SUPPLIED MATERIAL:
___

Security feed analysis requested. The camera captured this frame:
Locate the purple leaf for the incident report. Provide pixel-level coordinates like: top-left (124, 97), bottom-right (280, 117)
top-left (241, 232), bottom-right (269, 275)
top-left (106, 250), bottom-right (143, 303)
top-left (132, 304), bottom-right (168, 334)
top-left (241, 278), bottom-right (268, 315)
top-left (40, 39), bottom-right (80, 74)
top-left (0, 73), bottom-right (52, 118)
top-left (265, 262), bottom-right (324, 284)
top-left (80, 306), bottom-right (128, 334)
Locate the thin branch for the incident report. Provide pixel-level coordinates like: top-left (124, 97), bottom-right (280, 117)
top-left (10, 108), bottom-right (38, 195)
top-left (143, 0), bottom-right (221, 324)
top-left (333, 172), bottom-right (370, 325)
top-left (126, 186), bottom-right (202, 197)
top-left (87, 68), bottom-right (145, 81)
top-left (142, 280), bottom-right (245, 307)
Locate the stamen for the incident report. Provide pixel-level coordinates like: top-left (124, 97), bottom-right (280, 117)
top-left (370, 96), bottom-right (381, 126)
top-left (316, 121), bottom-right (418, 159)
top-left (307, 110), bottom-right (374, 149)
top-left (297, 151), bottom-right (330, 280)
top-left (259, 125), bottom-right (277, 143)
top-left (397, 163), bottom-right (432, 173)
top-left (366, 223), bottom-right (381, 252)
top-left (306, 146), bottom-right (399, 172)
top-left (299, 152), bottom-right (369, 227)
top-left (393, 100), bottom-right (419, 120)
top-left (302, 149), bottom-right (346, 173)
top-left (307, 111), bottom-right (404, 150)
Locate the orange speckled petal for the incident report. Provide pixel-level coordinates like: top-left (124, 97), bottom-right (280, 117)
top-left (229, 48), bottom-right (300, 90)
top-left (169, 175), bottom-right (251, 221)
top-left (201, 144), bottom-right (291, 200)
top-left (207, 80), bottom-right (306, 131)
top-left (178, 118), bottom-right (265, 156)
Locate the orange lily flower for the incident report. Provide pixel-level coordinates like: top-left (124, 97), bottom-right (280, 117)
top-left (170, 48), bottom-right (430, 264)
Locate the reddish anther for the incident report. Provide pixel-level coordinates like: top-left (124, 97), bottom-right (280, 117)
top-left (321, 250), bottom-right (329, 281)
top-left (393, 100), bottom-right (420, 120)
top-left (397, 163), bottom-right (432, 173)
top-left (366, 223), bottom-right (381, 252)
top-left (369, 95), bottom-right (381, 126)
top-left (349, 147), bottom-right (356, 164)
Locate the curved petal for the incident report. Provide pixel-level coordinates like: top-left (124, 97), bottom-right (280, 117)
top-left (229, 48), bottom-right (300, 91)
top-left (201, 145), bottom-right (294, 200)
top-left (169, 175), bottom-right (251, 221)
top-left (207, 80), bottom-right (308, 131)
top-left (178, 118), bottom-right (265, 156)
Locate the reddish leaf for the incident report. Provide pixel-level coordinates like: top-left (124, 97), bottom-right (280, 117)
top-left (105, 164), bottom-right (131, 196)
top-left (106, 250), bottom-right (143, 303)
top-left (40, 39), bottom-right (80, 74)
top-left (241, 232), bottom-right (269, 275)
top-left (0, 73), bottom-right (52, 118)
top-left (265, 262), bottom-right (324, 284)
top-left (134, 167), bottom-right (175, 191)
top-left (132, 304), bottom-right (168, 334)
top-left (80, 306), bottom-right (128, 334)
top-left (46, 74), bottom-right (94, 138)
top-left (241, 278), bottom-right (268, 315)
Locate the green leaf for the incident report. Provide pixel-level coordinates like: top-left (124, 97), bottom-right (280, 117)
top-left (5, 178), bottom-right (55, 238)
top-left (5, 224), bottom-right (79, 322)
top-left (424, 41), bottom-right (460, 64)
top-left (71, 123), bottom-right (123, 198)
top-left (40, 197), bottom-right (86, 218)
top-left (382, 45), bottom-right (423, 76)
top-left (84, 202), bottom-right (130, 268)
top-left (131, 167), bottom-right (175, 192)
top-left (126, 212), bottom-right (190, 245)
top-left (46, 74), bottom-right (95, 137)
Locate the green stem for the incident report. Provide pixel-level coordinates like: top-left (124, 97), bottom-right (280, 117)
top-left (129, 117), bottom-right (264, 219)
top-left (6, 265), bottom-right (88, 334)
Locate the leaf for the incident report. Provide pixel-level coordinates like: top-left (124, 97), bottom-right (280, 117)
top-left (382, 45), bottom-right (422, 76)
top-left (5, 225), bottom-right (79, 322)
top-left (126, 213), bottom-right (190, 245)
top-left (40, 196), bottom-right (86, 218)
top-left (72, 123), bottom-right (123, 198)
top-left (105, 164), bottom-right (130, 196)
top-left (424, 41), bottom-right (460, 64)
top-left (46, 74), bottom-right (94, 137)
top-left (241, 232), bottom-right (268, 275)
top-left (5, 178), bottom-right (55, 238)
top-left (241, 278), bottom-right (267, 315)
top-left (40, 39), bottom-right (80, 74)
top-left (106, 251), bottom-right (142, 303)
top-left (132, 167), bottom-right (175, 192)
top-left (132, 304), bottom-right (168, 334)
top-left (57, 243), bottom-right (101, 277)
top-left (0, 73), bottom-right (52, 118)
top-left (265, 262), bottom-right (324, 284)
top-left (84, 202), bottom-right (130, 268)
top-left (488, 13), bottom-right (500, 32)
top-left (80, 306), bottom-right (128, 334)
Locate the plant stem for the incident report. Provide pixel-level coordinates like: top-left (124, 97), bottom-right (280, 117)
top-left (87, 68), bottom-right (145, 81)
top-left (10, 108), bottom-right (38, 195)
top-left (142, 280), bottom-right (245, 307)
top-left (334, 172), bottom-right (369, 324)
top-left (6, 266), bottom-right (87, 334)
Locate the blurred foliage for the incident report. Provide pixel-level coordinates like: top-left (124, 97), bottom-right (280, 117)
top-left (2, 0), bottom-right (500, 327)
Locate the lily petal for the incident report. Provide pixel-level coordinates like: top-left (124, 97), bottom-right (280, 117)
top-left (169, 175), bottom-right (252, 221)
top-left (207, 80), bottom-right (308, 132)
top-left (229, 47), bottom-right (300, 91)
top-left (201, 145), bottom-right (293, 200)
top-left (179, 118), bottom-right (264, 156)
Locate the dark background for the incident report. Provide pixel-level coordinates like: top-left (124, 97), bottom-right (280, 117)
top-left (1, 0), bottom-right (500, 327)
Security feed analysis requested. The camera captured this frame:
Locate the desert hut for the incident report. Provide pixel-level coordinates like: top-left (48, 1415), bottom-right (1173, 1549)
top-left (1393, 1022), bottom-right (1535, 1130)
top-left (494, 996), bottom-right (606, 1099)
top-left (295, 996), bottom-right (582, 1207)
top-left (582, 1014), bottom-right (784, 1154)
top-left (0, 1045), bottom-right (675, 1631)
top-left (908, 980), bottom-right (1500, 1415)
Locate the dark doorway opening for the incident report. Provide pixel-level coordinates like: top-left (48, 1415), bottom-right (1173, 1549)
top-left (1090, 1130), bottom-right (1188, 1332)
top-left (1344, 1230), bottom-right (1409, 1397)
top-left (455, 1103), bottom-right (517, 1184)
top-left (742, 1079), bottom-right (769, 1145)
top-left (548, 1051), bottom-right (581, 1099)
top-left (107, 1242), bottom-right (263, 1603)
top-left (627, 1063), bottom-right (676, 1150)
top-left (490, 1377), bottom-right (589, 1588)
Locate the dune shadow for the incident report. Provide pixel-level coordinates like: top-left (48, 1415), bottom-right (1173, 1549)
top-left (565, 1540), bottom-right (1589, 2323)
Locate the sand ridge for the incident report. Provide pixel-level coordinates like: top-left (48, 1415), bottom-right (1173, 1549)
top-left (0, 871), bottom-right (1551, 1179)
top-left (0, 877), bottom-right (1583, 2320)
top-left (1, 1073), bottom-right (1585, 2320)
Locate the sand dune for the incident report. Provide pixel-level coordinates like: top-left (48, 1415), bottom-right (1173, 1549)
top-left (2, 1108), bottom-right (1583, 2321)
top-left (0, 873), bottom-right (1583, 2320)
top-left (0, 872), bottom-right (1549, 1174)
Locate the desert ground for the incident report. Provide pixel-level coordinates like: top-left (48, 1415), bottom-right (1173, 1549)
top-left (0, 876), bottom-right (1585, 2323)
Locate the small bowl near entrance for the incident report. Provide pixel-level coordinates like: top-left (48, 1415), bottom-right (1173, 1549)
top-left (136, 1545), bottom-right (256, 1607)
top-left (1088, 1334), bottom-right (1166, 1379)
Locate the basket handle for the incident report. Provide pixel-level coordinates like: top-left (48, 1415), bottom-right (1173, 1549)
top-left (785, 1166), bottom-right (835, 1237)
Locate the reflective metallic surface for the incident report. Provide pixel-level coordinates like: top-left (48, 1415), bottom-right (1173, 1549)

___

WHAT THE EXERCISE ASKS:
Set down, word for word, only the lines running from the line with "Locate the desert ground" to the last line of the listing above. Both of those lines belong in your answer.

WRITTEN ANSWER:
Locate the desert ground for the incident report. Provide pixel-level coordinates like: top-left (48, 1415), bottom-right (1173, 1549)
top-left (0, 876), bottom-right (1585, 2323)
Locate the small bowl near entrance for the incident report. Provide pixel-level coordinates like: top-left (48, 1415), bottom-right (1173, 1549)
top-left (136, 1545), bottom-right (256, 1607)
top-left (1088, 1334), bottom-right (1166, 1379)
Locate the basket handle for the incident report. Provide pixel-level coordinates like: top-left (48, 1415), bottom-right (1173, 1549)
top-left (785, 1166), bottom-right (835, 1237)
Locate the reflective metallic surface for the incident report. Provide pixel-level coordinates like: top-left (48, 1415), bottom-right (1173, 1549)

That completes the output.